Look through the material below for "rear". Copy every line that contains it.
^^^^^^^^^^^^^^^^
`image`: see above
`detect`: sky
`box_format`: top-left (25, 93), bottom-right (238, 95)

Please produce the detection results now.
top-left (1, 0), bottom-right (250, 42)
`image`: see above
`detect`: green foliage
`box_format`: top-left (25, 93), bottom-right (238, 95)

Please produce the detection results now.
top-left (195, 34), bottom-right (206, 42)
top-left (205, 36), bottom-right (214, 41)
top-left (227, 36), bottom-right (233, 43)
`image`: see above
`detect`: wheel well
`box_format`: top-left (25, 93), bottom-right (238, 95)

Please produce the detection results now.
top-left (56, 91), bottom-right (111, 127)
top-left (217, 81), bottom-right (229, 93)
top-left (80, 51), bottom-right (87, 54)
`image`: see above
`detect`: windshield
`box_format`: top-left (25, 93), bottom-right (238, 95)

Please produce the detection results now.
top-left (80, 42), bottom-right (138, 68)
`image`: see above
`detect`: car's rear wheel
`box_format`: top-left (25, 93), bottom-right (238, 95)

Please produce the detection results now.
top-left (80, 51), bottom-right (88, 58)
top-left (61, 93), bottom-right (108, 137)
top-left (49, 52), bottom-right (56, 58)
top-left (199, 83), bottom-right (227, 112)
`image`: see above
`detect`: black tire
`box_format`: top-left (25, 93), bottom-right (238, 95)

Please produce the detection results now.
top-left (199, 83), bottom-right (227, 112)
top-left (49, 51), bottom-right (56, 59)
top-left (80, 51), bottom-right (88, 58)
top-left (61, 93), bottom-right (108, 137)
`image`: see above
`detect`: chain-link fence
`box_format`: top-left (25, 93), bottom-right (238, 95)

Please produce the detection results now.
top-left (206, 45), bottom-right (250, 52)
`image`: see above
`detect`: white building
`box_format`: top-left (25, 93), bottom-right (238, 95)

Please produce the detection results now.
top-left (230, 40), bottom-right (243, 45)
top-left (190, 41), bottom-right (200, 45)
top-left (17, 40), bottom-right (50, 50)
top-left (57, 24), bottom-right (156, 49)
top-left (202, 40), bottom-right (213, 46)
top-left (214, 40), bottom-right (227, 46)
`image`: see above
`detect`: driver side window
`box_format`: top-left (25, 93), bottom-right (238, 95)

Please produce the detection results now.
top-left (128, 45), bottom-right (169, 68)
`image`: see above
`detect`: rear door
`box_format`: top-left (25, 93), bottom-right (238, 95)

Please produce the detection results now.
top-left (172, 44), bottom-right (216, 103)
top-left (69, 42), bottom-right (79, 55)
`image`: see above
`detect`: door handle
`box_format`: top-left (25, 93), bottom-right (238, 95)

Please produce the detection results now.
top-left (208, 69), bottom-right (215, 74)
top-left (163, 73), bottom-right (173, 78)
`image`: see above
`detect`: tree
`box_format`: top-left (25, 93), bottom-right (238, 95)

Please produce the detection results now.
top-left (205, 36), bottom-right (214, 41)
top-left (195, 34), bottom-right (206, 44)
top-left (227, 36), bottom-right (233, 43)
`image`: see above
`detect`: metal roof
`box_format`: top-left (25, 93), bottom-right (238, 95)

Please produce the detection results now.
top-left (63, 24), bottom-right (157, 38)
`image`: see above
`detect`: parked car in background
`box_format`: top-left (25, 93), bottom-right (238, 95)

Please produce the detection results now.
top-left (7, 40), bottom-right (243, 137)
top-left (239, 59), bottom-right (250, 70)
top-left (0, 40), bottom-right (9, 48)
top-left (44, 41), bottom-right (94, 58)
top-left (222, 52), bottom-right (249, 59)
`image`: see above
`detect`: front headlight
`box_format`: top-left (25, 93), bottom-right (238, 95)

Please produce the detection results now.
^^^^^^^^^^^^^^^^
→ Written response
`detect`: car's rear wheel
`detect`: rear door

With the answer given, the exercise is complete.